(Saved data entries)
● ● ● ● ● ● ●

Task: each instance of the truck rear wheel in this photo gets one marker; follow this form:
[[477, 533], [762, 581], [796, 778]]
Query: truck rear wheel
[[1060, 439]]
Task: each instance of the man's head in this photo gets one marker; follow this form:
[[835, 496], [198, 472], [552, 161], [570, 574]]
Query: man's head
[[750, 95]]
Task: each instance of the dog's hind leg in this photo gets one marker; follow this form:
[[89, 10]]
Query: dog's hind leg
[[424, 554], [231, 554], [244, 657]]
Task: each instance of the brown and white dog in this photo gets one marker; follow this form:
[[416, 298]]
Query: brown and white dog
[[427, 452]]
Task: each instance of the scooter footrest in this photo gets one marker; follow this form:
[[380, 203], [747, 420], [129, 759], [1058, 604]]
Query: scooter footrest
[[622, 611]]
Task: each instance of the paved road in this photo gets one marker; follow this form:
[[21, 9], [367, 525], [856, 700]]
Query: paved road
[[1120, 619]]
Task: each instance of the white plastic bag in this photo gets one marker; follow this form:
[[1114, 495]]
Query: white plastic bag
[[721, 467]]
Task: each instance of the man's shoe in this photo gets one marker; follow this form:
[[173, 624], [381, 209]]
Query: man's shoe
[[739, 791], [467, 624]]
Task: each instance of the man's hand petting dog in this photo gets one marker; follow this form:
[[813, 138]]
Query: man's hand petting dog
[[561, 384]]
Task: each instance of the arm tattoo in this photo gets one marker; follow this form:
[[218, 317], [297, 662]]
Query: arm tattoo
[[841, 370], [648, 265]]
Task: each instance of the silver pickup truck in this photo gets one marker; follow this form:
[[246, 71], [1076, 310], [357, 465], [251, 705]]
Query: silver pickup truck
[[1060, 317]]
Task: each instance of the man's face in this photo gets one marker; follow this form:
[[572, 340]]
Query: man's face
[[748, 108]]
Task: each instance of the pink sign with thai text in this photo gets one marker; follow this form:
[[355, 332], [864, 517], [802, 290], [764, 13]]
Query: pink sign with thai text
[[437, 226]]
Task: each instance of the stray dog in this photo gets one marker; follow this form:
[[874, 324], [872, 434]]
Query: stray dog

● ● ● ● ● ● ●

WHAT IS BEING ASKED
Copy each line of the records that contains the word "stray".

YOUR SOLUTION
Task: each instance of the stray dog in this photo gets one marker; follow this form:
Query: stray dog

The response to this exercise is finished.